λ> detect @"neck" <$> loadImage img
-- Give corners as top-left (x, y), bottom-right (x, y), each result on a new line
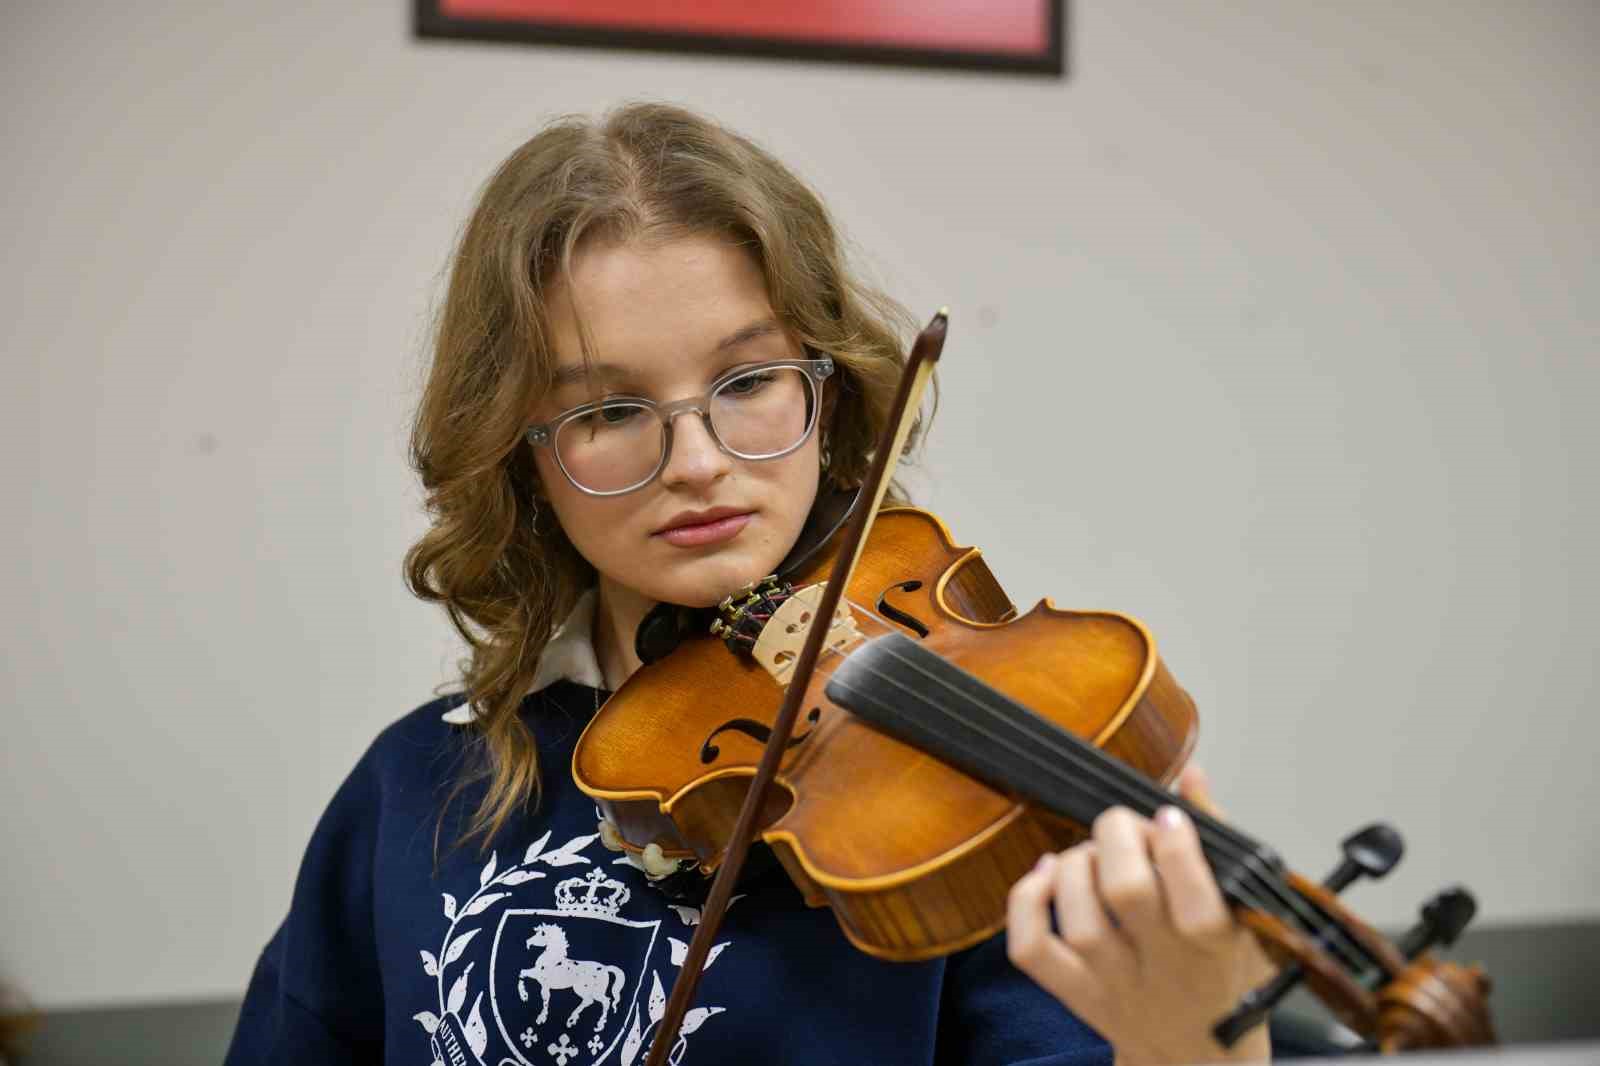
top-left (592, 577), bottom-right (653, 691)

#####

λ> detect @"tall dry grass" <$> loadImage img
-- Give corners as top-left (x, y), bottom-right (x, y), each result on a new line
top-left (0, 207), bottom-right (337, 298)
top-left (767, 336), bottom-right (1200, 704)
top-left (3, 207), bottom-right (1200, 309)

#####

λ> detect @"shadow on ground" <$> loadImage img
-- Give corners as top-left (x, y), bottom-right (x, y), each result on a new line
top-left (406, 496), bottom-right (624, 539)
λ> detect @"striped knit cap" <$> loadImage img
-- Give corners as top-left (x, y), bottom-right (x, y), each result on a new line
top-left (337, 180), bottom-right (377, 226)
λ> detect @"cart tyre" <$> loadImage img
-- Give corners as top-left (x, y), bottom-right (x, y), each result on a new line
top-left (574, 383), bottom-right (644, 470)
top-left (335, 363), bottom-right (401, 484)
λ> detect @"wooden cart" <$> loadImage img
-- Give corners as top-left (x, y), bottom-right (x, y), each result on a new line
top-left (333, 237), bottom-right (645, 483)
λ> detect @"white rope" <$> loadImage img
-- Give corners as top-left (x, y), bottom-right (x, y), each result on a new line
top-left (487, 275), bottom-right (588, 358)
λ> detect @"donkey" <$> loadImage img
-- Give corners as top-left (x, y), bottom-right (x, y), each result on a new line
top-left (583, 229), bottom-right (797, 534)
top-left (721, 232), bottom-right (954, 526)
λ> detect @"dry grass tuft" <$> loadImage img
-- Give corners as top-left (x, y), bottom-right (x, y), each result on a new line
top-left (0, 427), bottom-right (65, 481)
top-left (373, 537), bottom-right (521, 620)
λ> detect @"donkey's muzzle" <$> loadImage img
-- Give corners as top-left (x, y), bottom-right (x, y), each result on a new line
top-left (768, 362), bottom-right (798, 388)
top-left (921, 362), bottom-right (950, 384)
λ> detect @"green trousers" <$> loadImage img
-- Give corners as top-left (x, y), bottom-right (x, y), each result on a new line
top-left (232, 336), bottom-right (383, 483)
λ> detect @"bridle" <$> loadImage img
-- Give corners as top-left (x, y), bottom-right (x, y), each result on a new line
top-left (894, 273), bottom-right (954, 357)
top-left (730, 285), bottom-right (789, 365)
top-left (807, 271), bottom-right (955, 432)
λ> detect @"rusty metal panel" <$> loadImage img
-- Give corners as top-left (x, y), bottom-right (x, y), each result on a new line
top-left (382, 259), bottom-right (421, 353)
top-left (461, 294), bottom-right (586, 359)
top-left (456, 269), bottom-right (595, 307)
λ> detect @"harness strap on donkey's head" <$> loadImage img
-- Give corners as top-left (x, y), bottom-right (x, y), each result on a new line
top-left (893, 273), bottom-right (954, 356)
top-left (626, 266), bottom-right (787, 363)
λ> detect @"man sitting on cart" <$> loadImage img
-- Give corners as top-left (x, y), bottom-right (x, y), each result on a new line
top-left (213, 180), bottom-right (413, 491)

#####

Task directions – Copy out all lines above holding "donkey".

Answer space –
λ> detect @"donkey" <$> loadImage img
λ> detect @"donkey's muzzle" <$> loadImage img
λ> detect @"harness strap on donkey's head" <$> loadImage img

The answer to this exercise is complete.